Labeled area outline entries
============

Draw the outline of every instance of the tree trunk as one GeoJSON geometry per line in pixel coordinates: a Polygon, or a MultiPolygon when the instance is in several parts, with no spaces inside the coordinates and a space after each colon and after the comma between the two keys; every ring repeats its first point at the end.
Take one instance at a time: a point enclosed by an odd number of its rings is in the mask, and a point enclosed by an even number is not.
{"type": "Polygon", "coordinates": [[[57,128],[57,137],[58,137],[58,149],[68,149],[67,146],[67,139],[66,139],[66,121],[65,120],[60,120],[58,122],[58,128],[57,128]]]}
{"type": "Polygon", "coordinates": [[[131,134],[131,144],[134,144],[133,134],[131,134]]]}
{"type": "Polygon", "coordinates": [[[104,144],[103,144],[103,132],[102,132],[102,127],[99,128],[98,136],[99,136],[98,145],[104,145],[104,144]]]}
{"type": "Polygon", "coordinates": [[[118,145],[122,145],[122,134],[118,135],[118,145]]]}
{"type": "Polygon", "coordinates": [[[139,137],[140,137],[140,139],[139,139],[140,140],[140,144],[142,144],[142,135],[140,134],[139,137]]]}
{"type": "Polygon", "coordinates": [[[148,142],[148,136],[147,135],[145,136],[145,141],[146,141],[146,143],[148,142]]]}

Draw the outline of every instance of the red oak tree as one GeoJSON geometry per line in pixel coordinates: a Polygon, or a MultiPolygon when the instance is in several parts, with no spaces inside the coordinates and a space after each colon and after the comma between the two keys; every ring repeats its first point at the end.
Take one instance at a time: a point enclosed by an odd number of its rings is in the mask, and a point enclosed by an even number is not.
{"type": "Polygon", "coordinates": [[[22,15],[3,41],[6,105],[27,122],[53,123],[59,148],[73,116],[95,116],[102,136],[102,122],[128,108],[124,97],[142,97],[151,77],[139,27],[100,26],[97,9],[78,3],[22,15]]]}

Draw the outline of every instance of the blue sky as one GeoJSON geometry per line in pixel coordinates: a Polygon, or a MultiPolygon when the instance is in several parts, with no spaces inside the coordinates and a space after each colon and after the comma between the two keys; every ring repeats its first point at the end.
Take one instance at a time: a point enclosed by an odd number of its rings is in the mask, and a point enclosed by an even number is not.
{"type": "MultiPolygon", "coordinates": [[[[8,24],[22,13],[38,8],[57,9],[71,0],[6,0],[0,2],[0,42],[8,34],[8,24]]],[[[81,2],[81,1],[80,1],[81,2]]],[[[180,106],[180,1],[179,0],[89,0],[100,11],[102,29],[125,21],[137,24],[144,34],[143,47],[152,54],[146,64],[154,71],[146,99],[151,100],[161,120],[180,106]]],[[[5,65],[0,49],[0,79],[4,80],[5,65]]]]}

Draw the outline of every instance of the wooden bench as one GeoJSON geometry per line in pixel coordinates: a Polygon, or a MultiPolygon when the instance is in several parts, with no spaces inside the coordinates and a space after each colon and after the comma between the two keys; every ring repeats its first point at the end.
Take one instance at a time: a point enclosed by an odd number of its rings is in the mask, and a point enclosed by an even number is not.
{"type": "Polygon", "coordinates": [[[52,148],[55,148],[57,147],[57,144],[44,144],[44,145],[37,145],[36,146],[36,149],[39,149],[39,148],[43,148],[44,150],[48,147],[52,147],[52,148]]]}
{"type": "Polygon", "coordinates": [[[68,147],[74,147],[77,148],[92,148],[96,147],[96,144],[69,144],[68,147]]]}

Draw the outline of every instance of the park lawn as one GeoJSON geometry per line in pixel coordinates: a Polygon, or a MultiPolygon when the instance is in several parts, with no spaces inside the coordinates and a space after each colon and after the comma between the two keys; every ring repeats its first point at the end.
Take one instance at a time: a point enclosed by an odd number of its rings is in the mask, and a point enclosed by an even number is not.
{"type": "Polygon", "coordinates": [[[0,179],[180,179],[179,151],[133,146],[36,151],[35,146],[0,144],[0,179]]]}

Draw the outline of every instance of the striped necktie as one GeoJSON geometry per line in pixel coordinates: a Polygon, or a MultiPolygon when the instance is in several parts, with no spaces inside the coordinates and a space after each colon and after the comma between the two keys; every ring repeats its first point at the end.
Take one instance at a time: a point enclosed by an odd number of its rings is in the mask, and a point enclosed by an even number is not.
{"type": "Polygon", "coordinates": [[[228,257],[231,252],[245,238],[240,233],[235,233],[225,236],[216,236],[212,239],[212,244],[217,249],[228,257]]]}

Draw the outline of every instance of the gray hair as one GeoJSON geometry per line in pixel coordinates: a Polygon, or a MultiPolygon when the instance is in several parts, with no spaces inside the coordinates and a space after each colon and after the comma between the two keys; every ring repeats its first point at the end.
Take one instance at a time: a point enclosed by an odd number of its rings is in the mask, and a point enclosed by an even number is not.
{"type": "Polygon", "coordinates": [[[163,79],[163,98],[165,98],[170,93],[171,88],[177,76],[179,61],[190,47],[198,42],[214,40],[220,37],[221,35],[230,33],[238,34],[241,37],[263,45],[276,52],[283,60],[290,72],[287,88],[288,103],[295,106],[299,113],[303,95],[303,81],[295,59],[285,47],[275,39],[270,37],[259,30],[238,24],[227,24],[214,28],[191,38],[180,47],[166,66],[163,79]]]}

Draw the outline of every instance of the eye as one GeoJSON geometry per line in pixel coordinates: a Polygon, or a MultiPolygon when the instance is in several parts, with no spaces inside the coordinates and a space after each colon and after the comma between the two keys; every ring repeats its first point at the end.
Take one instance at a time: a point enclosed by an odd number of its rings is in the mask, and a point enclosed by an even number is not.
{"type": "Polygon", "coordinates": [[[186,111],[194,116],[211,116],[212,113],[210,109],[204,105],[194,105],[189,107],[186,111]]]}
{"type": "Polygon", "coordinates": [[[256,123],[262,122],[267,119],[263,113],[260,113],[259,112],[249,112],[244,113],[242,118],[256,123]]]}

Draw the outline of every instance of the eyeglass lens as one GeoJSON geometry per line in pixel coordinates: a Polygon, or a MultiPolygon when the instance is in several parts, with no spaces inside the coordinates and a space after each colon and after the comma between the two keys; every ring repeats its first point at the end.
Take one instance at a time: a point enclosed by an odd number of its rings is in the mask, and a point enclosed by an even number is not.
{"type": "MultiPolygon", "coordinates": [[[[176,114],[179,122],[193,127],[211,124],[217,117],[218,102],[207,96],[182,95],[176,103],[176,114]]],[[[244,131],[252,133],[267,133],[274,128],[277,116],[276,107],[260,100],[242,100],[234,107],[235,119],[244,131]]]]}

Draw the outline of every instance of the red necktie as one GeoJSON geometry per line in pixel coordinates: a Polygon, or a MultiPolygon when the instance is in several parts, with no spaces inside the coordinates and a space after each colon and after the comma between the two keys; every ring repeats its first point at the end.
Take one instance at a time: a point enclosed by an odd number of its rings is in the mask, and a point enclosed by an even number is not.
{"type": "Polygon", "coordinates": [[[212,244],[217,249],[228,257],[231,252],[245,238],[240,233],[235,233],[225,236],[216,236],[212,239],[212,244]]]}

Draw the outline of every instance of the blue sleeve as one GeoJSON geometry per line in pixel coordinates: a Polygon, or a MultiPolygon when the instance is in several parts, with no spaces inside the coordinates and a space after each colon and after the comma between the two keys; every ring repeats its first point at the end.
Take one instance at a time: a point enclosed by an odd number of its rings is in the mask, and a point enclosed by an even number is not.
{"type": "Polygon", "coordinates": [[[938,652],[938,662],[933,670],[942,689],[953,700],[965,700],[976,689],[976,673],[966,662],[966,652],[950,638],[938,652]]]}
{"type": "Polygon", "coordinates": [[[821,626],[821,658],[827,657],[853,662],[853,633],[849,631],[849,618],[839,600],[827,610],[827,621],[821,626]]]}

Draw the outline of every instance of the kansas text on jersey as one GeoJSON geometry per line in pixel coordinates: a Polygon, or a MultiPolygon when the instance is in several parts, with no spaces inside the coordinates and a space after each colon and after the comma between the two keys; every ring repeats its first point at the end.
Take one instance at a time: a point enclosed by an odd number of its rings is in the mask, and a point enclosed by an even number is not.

============

What to do -
The line containing "Draw the outline of every instance of the kansas" marks the start; retype it and each line after it through the end of the records above, exactly.

Task response -
Draw the outline of every instance of the kansas text on jersey as one GeoJSON geometry per line in pixel coordinates: a Polygon, or a MultiPolygon when the instance is in several parts, with no spaces inside the coordinates and a space after each colon and after the comma between the two keys; every ring repeats its first point at the end.
Take one instance at a time: a point enclosed by an odd number of its rings is in the mask, and a point enclosed by an even number is not.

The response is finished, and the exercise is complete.